→ Directive
Format the rows as a JSON list of strings, one string per line and no blank lines, starting with the line containing "tree, that would be most helpful." and going on through the last line of the rows. Leave the pictures out of the answer.

→ Material to process
▼
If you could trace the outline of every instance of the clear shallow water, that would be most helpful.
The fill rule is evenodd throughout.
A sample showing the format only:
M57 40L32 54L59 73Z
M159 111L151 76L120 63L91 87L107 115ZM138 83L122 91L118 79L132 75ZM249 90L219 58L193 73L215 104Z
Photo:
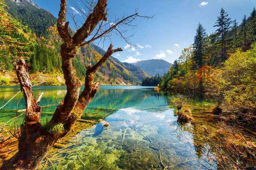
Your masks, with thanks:
M65 93L65 87L39 86L33 89L35 97L44 92L40 105L42 115L50 117ZM0 89L3 105L19 90L18 87ZM190 123L174 123L177 117L169 107L168 92L153 87L102 86L84 111L82 119L104 118L110 124L99 123L82 130L65 146L48 156L54 169L147 170L204 169L202 146L195 144L195 128ZM0 110L0 122L15 115L14 110L22 98L18 94ZM21 100L18 109L24 108ZM197 107L210 103L195 98ZM22 121L20 117L20 121ZM205 165L206 166L206 165ZM45 159L39 169L53 169ZM215 167L211 167L215 169Z

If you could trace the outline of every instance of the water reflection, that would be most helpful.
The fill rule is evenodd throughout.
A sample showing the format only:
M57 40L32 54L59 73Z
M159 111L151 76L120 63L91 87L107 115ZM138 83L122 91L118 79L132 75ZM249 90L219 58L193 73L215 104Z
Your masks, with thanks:
M19 90L18 87L0 89L3 105ZM64 87L33 89L35 97L44 93L41 105L54 105L44 108L42 115L51 116L65 91ZM82 119L104 119L110 126L104 128L99 123L81 130L64 146L51 151L47 157L52 164L44 159L39 169L52 169L52 165L61 170L201 168L206 144L199 142L201 136L196 133L199 130L196 125L174 123L177 117L168 105L170 95L152 88L102 86ZM22 97L20 93L0 110L0 122L15 115L13 110ZM207 107L208 103L198 99L195 107ZM19 109L24 108L23 102Z

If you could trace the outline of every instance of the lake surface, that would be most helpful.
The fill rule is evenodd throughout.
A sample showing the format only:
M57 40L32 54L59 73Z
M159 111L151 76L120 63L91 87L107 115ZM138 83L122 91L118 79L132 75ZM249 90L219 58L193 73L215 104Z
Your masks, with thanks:
M0 87L0 106L19 90L18 86ZM33 91L35 98L44 93L40 105L50 106L43 108L42 120L50 119L64 97L66 87L34 87ZM48 156L51 162L44 160L39 169L216 169L205 163L203 148L207 146L197 142L196 126L176 122L175 108L169 105L168 97L171 96L169 92L154 90L154 87L102 86L82 119L100 118L110 126L104 127L100 122L82 130ZM20 93L0 110L0 122L7 122L16 114L22 114L15 110L25 108L22 97ZM209 109L212 104L202 96L193 99L195 107L201 109ZM20 123L22 116L19 117Z

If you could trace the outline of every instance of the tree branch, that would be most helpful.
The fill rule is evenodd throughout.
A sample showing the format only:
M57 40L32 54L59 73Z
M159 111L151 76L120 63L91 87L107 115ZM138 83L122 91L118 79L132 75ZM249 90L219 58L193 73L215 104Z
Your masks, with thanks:
M90 35L100 21L107 20L107 14L105 12L107 1L107 0L99 0L93 9L93 11L88 16L84 23L76 31L73 37L76 45L80 46L82 44Z
M70 42L71 41L71 36L68 29L69 22L66 23L66 14L67 0L61 0L61 9L58 19L58 31L60 36L64 41Z

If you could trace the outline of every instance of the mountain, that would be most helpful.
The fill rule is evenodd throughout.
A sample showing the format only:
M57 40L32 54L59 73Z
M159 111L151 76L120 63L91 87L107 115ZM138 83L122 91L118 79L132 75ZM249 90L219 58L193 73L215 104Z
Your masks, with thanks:
M34 2L33 2L31 0L25 0L28 2L29 3L31 3L31 5L32 5L33 6L35 6L35 7L36 7L38 9L41 8L40 8L40 7L36 3L35 3ZM22 5L23 3L24 2L24 0L13 0L13 1L15 2L17 4L17 5Z
M151 76L158 74L160 76L163 76L168 72L170 67L172 65L163 60L156 59L140 61L132 64L142 68Z
M62 41L58 34L57 19L30 0L6 0L5 2L8 6L5 10L9 15L28 27L19 32L10 32L10 35L35 44L29 47L33 54L26 61L29 72L41 72L46 68L50 74L59 73L58 75L61 75L59 51ZM73 34L71 29L70 31ZM105 52L94 45L93 48L96 58L91 61L92 64L96 63ZM81 80L86 71L81 62L83 55L82 50L73 60L77 75ZM5 60L0 59L0 60ZM137 85L141 83L143 78L148 76L141 69L127 65L111 57L96 74L95 80L100 80L102 84Z
M103 55L106 53L106 51L100 47L93 44L91 45L94 50L101 55ZM122 62L118 59L113 56L111 56L108 59L108 60L113 63L116 67L122 71L125 71L126 70L128 71L141 81L142 81L143 79L148 76L144 70L139 67L127 62Z

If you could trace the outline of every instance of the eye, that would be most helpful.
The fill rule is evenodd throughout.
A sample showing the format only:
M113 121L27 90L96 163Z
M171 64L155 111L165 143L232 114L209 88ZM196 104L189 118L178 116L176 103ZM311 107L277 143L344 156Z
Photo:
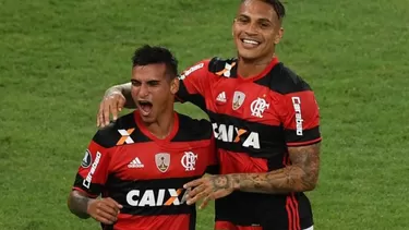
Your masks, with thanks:
M248 23L249 19L244 17L244 16L239 16L239 17L236 19L236 21L239 22L239 23Z
M131 84L132 84L132 86L141 86L141 82L139 82L136 80L131 80Z
M159 85L159 82L158 81L149 81L149 82L147 82L147 84L149 86L157 86L157 85Z
M260 23L260 27L262 27L262 28L268 28L268 27L270 27L270 24L266 23L266 22L262 22L262 23Z

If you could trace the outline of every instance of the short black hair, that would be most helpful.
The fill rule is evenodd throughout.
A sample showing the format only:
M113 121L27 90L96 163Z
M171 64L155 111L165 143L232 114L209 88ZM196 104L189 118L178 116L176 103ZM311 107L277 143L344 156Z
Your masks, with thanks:
M144 45L137 48L132 57L132 66L159 63L166 64L166 71L170 78L178 75L178 60L165 47Z
M241 0L241 3L245 1L248 0ZM276 11L278 20L282 20L286 16L286 8L279 0L260 0L260 1L264 1L270 4L274 8L274 11Z

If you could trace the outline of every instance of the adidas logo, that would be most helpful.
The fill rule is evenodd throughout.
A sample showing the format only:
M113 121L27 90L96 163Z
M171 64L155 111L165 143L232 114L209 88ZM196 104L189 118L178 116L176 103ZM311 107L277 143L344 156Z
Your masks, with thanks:
M216 98L217 101L220 101L220 102L226 102L227 99L226 99L226 93L225 92L221 92L217 98Z
M144 165L141 162L139 157L135 157L129 165L128 168L143 168Z

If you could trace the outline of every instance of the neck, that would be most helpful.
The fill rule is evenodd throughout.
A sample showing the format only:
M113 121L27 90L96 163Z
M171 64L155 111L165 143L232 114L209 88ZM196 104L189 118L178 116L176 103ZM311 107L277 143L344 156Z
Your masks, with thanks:
M262 59L245 59L239 56L239 63L237 72L240 76L246 78L251 76L256 76L263 72L272 60L275 58L275 55Z
M173 116L173 109L166 109L156 121L146 124L146 128L154 136L164 140L172 131L175 123Z

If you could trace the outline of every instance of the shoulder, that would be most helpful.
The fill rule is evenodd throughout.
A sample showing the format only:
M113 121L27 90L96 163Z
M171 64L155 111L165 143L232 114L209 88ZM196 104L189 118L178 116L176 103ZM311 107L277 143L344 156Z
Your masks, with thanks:
M135 129L133 112L120 117L117 121L99 129L93 137L98 145L109 148L118 144L122 136L131 135Z
M311 86L296 72L279 62L270 71L269 88L279 94L312 90Z
M202 141L213 137L212 124L206 119L193 119L189 116L178 113L179 131L172 141L189 142Z
M184 80L191 73L196 72L196 71L207 71L210 73L218 74L218 73L221 73L225 69L230 70L234 65L236 65L236 59L233 58L222 59L219 57L213 57L213 58L201 60L196 62L195 64L189 66L182 72L179 78Z
M237 59L234 58L222 59L219 57L214 57L208 62L208 71L217 74L226 69L231 70L233 66L236 66L236 63Z

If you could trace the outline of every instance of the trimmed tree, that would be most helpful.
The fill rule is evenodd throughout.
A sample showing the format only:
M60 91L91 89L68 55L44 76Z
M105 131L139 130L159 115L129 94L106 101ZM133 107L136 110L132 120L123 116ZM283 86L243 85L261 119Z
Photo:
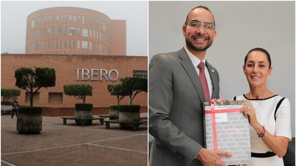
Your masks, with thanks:
M64 85L64 93L73 96L77 99L82 99L85 103L87 96L92 96L92 86L88 84L68 84Z
M120 78L122 87L125 89L130 97L129 105L132 102L136 95L141 92L147 93L148 90L148 80L146 78L128 77Z
M108 91L111 95L116 96L117 105L119 105L119 102L125 97L129 95L128 92L123 88L121 84L114 85L109 84L107 86Z
M21 67L14 72L15 86L30 93L30 106L33 106L33 97L41 88L56 86L56 70L49 67Z
M13 101L18 96L21 95L21 90L15 89L3 88L1 89L1 96L3 97L3 101L8 101L10 99Z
▲
→ Full response
[
  "If you could trace the outline of every instance of the trimmed tree, that would be most helpful.",
  "The fill rule is evenodd throughout.",
  "A sample showing the format only:",
  "M60 91L91 89L68 55L44 76Z",
  "M105 131L139 130L159 115L129 94L106 101ZM133 107L136 110L132 120L123 116ZM283 86L243 85L261 119Z",
  "Photo:",
  "Your masks, with thanks:",
  "M64 85L64 93L73 96L77 99L82 99L85 103L87 96L92 96L92 86L88 84L68 84Z",
  "M120 78L122 87L125 89L130 97L129 105L132 102L136 95L141 92L147 93L148 90L148 80L146 78L128 77Z",
  "M108 91L111 95L116 96L117 105L119 105L119 102L125 97L129 95L128 92L123 88L121 84L114 85L109 84L107 86Z",
  "M21 67L14 72L15 86L30 93L30 106L33 106L33 97L41 88L56 86L56 70L49 67Z",
  "M13 101L18 96L21 95L21 90L15 89L3 88L1 89L1 96L3 97L3 101L8 101L10 99Z"
]